** PASSAGE follows **

Those who work with printed circuit or perforated boards will find a so called "third hand" circuit-board holder a valuable aid. This type of device usually includes a pivoting head that can rotate to just about any desired angle to facilitate soldering.
Desoldering Equipment. On those occasions when a component must be replaced or a circuit rewired, desoldering must be performed. There is a whole series of desoldering implements and aids available to today's electronics hobbyist. Most rely on either vacuum or capillary action to remove the solder after it has completely melted.
A common desoldering tool that employs the vacuum principle is a rubber suction bulb with a Teflon tip. The bulb is employed in the following manner: A soldering iron is applied to the connection to be undone until the solder has melted completely. Then the bulb is squeezed and its tip butted up against the solder joint. The bulb is allowed to expand quickly, creating a mild vacuum which draws the molten solder up into the bulb. Another vacuum type uses a spring-loaded plunger.

** End of PASSAGE **

Quote the passage on soldering and desoldering tools word for word, from "Desoldering Equipment. On" up to and including "has completely melted.". The entries that come after this point were drawn from a separate source.

** RECORDED DATA follows **

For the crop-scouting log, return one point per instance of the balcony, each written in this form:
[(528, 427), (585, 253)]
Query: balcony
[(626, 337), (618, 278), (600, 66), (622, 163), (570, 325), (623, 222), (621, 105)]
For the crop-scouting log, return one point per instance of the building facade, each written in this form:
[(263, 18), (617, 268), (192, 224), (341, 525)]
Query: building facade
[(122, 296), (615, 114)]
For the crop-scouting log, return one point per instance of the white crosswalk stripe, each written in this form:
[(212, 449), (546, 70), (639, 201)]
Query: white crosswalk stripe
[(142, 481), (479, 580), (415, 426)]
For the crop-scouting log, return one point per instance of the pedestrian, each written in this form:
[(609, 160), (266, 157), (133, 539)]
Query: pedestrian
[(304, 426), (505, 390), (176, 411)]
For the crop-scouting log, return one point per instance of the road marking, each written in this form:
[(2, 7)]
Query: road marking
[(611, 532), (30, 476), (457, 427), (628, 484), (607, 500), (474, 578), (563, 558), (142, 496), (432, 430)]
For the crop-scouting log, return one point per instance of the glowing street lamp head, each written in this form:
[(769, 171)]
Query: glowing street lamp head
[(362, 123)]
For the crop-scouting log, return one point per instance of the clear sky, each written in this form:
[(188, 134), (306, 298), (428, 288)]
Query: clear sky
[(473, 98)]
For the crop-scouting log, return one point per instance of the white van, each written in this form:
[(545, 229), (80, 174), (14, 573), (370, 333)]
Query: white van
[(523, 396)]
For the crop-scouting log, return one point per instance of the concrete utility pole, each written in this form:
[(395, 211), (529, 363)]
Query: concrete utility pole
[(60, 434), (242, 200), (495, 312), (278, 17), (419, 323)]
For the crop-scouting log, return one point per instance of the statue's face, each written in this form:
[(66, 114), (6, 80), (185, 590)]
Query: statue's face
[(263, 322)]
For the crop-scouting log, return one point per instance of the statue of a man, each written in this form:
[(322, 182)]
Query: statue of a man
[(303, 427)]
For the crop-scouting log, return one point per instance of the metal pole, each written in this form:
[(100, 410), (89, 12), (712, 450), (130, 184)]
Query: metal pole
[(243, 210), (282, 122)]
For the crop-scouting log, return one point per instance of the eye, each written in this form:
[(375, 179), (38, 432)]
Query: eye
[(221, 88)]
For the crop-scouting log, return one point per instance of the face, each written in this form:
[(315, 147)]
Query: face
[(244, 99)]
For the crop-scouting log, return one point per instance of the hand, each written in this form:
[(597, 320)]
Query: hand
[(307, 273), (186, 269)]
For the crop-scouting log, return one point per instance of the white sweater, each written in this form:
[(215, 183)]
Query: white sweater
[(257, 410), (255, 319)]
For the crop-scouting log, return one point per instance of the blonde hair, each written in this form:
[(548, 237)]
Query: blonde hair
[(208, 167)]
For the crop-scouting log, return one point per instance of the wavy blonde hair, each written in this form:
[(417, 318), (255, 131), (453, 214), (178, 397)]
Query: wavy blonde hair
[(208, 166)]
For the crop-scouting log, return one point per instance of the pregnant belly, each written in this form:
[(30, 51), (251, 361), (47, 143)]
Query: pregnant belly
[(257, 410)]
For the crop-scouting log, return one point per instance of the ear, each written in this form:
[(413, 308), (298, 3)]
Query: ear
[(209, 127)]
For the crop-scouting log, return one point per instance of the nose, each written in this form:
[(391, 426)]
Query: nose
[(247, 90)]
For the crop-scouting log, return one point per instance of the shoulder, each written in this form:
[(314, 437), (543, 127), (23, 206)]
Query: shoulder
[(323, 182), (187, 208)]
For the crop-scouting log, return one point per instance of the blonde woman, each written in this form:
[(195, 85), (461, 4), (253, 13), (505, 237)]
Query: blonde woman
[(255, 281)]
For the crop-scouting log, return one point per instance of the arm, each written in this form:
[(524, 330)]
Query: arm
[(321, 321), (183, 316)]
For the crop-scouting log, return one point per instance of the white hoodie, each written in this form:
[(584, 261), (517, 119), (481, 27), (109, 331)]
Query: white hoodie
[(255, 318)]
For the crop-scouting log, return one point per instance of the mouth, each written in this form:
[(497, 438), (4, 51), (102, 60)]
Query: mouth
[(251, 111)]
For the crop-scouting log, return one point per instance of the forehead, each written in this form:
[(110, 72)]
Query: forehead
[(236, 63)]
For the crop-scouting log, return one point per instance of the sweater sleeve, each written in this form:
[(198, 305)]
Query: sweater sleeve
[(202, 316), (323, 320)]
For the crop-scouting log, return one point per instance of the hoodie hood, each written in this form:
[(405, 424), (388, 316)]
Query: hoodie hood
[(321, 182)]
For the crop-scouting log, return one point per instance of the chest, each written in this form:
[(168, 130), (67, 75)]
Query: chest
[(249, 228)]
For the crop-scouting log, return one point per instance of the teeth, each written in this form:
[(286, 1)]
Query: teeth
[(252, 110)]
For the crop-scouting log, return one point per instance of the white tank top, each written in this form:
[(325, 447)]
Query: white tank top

** End of RECORDED DATA **

#### RESPONSE TO THIS EXERCISE:
Desoldering Equipment. On those occasions when a component must be replaced or a circuit rewired, desoldering must be performed. There is a whole series of desoldering implements and aids available to today's electronics hobbyist. Most rely on either vacuum or capillary action to remove the solder after it has completely melted.